Rewrite the part of the entries below that opens with the line containing "Question: What bounding box encloses the haze" and closes with the line containing "314;990;414;1143", swapping "Matches" for "Candidates" and changing nothing else. Leave the pictures out of your answer.

* Begin Dataset content *

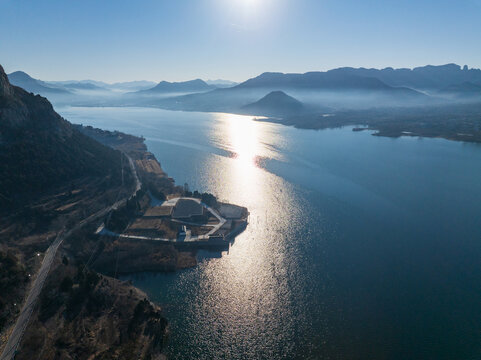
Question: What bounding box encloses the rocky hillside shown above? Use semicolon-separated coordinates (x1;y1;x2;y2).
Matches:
0;66;120;210
15;259;167;360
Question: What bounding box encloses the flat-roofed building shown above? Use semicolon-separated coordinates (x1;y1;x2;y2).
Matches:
144;206;174;218
172;199;206;221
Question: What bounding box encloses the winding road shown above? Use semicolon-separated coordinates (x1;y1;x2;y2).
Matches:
0;154;142;360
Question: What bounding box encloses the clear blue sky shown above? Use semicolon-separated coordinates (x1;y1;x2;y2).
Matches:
0;0;481;82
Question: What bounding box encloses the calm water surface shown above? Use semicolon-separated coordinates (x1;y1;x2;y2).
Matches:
58;108;481;359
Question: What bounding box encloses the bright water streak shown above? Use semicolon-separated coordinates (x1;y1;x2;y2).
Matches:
59;108;481;359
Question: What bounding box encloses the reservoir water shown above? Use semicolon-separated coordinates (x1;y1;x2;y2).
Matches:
57;107;481;359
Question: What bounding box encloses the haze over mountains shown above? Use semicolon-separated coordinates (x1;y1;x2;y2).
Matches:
9;64;481;116
0;66;120;209
138;79;216;94
242;91;305;116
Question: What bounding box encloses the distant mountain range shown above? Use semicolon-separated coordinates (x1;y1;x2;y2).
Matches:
137;79;216;94
8;71;70;95
328;64;481;90
205;79;238;88
242;91;305;116
440;81;481;96
4;64;481;115
0;66;121;210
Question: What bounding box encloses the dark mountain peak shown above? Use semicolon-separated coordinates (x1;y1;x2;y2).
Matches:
8;71;70;95
0;65;13;96
242;90;304;116
0;66;120;207
139;79;215;93
258;90;302;104
233;68;389;90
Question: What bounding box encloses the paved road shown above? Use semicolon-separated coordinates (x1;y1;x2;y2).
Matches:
0;155;142;360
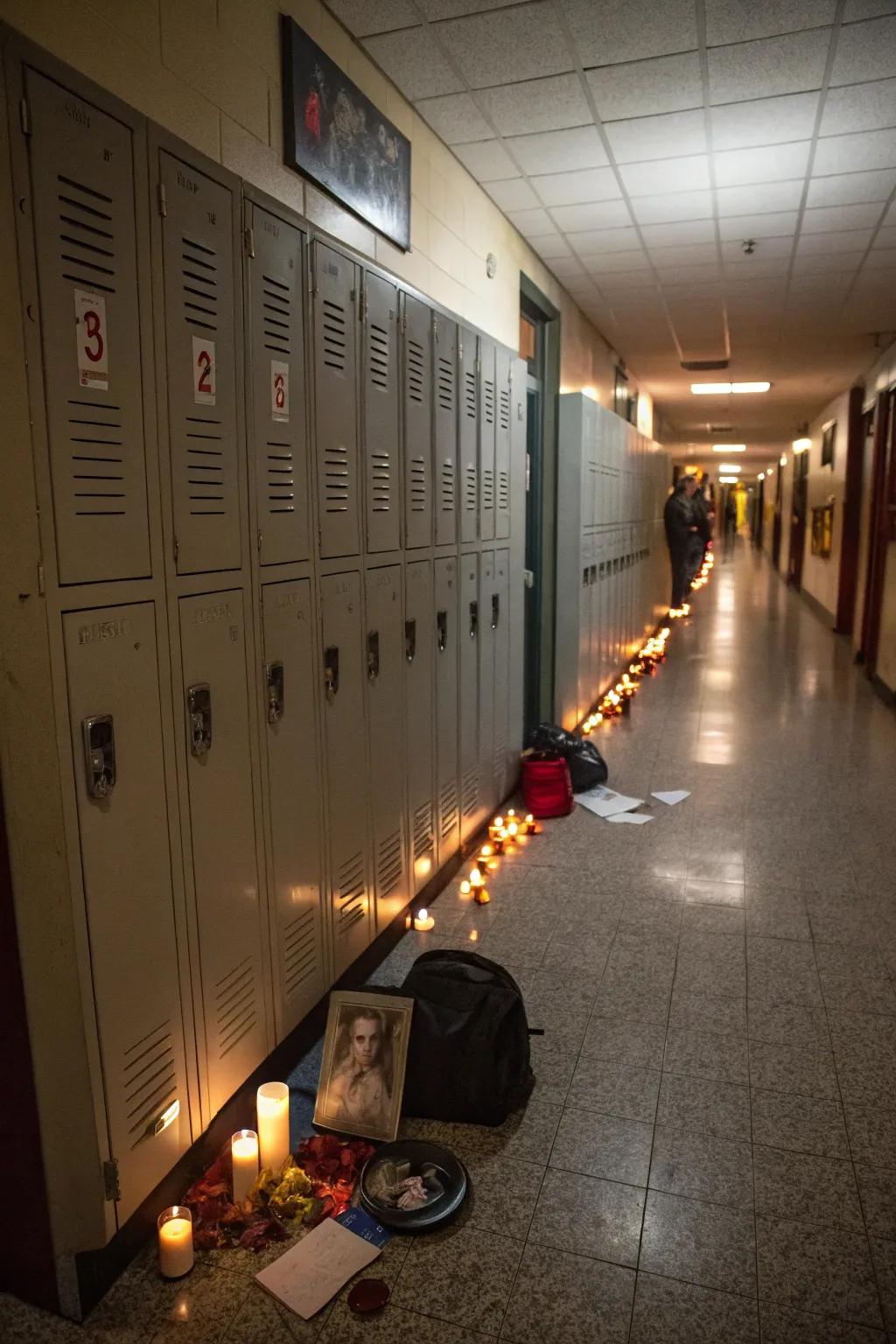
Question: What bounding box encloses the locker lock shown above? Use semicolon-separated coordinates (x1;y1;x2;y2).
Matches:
186;682;211;757
80;714;116;798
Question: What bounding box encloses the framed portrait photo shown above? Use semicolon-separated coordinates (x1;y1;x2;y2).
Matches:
314;990;414;1143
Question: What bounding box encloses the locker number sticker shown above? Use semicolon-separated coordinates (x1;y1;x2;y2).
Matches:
75;289;108;393
193;336;215;406
270;359;289;422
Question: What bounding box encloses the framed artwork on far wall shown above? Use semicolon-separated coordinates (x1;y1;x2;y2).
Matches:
281;15;411;251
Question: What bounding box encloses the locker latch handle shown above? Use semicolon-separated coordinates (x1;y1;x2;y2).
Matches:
80;714;116;798
264;662;284;723
186;682;211;757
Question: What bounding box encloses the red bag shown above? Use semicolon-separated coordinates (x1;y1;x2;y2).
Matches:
522;760;574;817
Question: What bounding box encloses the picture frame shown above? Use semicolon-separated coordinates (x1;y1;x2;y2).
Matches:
281;15;411;251
314;989;414;1143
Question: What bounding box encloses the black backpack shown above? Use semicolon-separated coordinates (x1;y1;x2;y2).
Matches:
399;948;540;1125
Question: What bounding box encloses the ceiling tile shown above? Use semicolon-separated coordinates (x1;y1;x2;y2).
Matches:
605;110;707;162
708;28;830;102
477;75;592;136
562;0;697;66
712;140;811;187
830;15;896;88
427;0;574;88
363;28;464;100
530;168;622;206
585;51;703;121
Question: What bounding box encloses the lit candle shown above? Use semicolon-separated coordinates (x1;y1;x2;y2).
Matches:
156;1204;193;1278
256;1083;289;1172
230;1129;258;1204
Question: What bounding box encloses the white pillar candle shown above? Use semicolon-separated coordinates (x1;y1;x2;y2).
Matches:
230;1129;258;1204
256;1083;289;1173
158;1204;193;1278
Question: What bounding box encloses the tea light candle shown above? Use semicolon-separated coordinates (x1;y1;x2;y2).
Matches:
230;1129;258;1204
256;1083;289;1172
156;1204;193;1278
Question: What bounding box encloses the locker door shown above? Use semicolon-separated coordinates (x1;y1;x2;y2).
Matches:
312;241;359;557
457;552;482;842
246;203;309;564
458;328;480;542
25;70;150;584
404;561;435;893
63;602;189;1222
432;314;458;546
262;579;326;1040
367;564;410;933
321;574;372;978
480;340;497;542
158;150;242;574
364;271;400;551
434;556;461;867
403;294;435;549
180;589;269;1116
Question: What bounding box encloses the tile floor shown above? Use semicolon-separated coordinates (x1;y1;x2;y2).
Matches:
0;544;896;1344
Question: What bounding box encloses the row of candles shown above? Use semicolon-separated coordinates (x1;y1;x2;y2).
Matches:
158;1083;289;1278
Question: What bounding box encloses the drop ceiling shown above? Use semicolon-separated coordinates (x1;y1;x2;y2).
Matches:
328;0;896;458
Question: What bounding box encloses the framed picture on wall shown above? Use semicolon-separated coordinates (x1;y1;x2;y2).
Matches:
281;15;411;251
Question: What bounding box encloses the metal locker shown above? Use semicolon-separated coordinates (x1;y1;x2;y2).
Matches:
23;68;150;584
458;328;480;542
63;602;191;1222
246;201;309;564
312;239;359;557
366;564;410;933
321;572;372;978
434;555;462;867
363;271;402;552
262;579;328;1040
180;589;270;1116
432;314;458;546
455;552;484;843
402;294;435;550
404;561;435;895
480;338;497;542
158;150;242;574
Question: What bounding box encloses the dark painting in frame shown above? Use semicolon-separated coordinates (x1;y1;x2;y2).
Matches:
281;15;411;251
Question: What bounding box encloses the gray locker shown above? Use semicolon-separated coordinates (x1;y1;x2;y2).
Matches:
262;579;328;1040
458;328;480;542
402;294;435;550
363;271;402;552
180;589;270;1116
25;68;151;584
480;338;497;542
404;561;435;895
158;150;242;574
434;555;461;867
312;239;360;557
366;564;410;933
246;201;309;564
432;314;458;546
63;602;191;1222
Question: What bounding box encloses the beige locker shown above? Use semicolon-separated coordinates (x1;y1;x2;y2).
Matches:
321;572;374;978
262;579;328;1040
404;561;435;893
24;68;151;584
158;150;242;574
366;564;410;933
63;602;191;1223
432;314;458;546
246;201;309;564
312;239;360;557
180;589;270;1116
363;271;402;554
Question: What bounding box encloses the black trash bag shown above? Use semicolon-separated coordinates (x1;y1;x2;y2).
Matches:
527;723;610;793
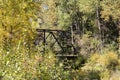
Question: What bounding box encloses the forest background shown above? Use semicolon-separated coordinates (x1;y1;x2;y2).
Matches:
0;0;120;80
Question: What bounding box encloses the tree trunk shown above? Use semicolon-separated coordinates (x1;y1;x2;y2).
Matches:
96;1;103;53
118;20;120;55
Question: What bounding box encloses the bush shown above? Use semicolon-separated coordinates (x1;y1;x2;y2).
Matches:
81;51;120;80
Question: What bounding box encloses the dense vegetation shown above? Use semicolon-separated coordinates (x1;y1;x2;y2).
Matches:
0;0;120;80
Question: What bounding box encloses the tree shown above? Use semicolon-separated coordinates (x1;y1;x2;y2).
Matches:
0;0;41;45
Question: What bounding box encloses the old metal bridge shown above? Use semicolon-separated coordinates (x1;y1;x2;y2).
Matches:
35;29;78;57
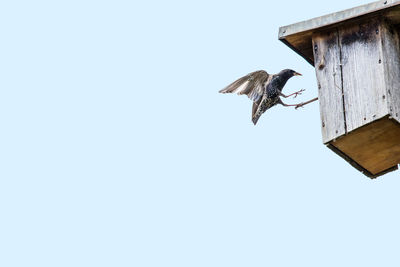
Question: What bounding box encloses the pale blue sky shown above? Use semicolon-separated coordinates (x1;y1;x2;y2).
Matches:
0;0;400;267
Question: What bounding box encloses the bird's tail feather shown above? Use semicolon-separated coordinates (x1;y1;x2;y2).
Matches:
251;114;260;125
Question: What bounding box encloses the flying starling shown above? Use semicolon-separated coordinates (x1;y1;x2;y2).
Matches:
219;69;305;125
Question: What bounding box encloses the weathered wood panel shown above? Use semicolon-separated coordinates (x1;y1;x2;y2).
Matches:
312;30;346;143
381;23;400;122
339;20;388;132
278;0;400;65
331;117;400;175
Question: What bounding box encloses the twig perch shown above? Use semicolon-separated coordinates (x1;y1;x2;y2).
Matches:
295;97;318;109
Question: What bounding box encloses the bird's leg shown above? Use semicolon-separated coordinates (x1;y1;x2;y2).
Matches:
280;89;306;98
280;97;318;109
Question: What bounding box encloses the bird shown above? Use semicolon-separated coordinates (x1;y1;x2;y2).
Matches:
219;69;304;125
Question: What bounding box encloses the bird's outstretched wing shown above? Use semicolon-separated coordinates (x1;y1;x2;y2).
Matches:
219;70;270;102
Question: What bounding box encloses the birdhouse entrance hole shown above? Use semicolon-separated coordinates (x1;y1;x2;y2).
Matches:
279;0;400;178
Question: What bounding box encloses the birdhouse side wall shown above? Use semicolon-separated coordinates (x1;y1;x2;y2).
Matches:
339;19;388;132
312;31;346;143
382;23;400;122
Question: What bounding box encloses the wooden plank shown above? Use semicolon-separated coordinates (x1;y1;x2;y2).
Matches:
278;0;400;39
339;20;388;132
331;116;400;175
278;0;400;65
313;30;346;143
381;23;400;122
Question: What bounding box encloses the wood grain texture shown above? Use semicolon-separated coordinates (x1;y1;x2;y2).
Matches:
381;22;400;122
339;20;388;132
278;0;400;65
331;116;400;175
312;30;346;143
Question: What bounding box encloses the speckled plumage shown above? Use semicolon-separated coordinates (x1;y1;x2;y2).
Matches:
219;69;301;125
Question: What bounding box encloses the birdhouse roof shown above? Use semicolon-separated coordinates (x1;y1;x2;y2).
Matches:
279;0;400;65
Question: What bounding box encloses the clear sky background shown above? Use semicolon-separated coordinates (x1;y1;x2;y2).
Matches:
0;0;400;267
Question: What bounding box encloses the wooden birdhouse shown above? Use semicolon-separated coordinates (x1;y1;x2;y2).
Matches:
279;0;400;178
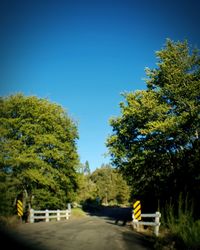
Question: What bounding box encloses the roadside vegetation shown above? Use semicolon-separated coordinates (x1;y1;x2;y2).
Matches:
0;39;200;250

* End Dataset content *

• **Written solution**:
Question: What bounding box encloses the haze over mountains shown above? Use semicolon-separated coordinates (x1;y1;x2;y2).
Candidates:
9;64;481;116
0;66;120;209
138;79;216;94
242;91;305;116
Question: What bounding box encloses the distant mountain range shown above? Use semicolon-separated coordinates (x1;y1;x2;y2).
Candidates:
137;79;216;94
8;71;70;95
328;64;481;90
205;79;238;88
242;91;305;116
440;81;481;96
4;64;481;115
0;66;121;210
Question: What bounding box encloses the dark mountain peak shown above? Use semicolon-separated coordinates (x1;y1;x2;y2).
Candidates:
8;71;70;95
0;65;13;96
242;90;304;116
0;66;120;207
139;79;215;93
258;90;302;104
233;68;389;90
Question: What bounding box encloses the paved road shown above? Use semicolon-separated coordinates (x1;y1;x2;y2).
Candidates:
0;155;142;360
Question: What bounding box encloses the locker lock shown above? Use semicolon-separated coordinates (x1;y1;x2;y2).
Candidates:
186;682;211;757
80;714;116;798
Question: What bounding box encloses the framed portrait photo shown above? Use semicolon-separated coordinates (x1;y1;x2;y2).
Candidates:
314;990;414;1143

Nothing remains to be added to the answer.